### [Given task]
Write what follows in the discussion below about the ANYOF start-class bitmap, beginning right after its final sentence.

### [Supplied text]
On 11 November 2010 20:57, karl williamson wrote:
On 10 November 2010 06:24, karl williamson <email@example.com>
See the commit message in the attached patch.
Note that the lines above this are clearly wrong, as LOC may not be set
when the first node should match locale. It also means that a synthetic
start node could match with all of: locale, with default semantics, with
unicode semantics, and (soon) in just ascii; instead of these being
exclusive as in any other node. I need to think about how that can
Ilya is on record as saying that the code involved here is probably
buggy and could do with being reworked.
Actually this is a bug I introduced by not understanding the implications of
adding the /l modifier.
It is mind-boggling to me to realize that given that change and the future
ones for /u and /a, that a bit in the start class ANYOF bitmap could match
two or three different code points with three different folds.
What you say there rings alarm bells for me. "a bit in the start class
ANYOF bitmap could match two or three different code points with three
different folds" seems to me to suggest that you would not store
whatever codepoints could match that is both the folded and unfolder,
but instead only the original. That doesnt make sense to me.
The ANYOF bitmap can be "overly large", it doesnt have to be correct
in the sense that false positives are generally speaking acceptable,
as they will be rejected later. The intention here is to reduce the
number of times the main engine is used, so false-positives arent
really a big deal, they would just mean the optimization didn't help
us for one or two positions, and we had to pay a cost we would pay
So one bit in the bitmap should correspond to one char. There should
not be any folding during the processing of an ANYOF start-class, it
should be sufficient to do character by character lookup in the bitmap
for codepoints 0-255.

### [Records provided]

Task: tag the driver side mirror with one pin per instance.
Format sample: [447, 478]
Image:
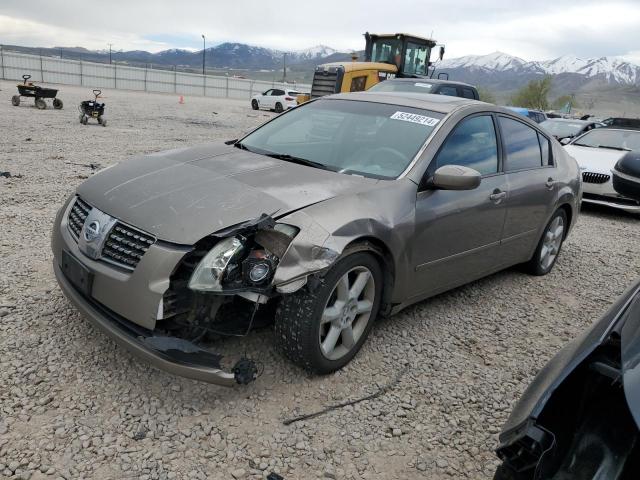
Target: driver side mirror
[455, 177]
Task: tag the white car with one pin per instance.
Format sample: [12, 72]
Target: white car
[597, 153]
[275, 99]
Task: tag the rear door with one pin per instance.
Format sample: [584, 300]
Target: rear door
[531, 177]
[458, 233]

### [Result]
To illustrate, consider /(?l:\xC0)|(?u:\xC0)|(?a:\xC0)(?d:\xC0)/i.
If the optimizer created a start node for this, the bit for C0 would have
the following meanings:
1) whatever it does in the current locale. In an 8859-7 locale, it would be
GREEK SMALL LETTER IOTA WITH DIALYTIKA AND TONOS. I don't know what it
folds to in that locale, but it's not E0.
Lets forget the locale stuff. It should be deferred to run time, so
its a whole different kettle of fish.
2) LATIN CAPITAL LETTER A WITH GRAVE, which folds to E0
Ok, so we turn on bit C0 and E0 in the bit map.
3) Just C0, another nameless non-ASCII character, and it folds to itself.
So the bitmap would contain C0 and E0. Whats the problem here again? :-)
Also, there is another point here, currently we dont do startclass
optimisations for folded data. So why are you worrying about this?
I have long thought that if we changed the parsing process so the
first pass built a true parsetree of the regex and then we would do an
optimisation pass, and then a final transcribing pass then we would
overall have much cleaner code, and would have much much more options
in terms of optimization, and I think we would find it would make
proving some of our logic correct much easier.
Sounds good. When do you start? :)
perl -Mre=debug -e "/just|another|perl|hacker/"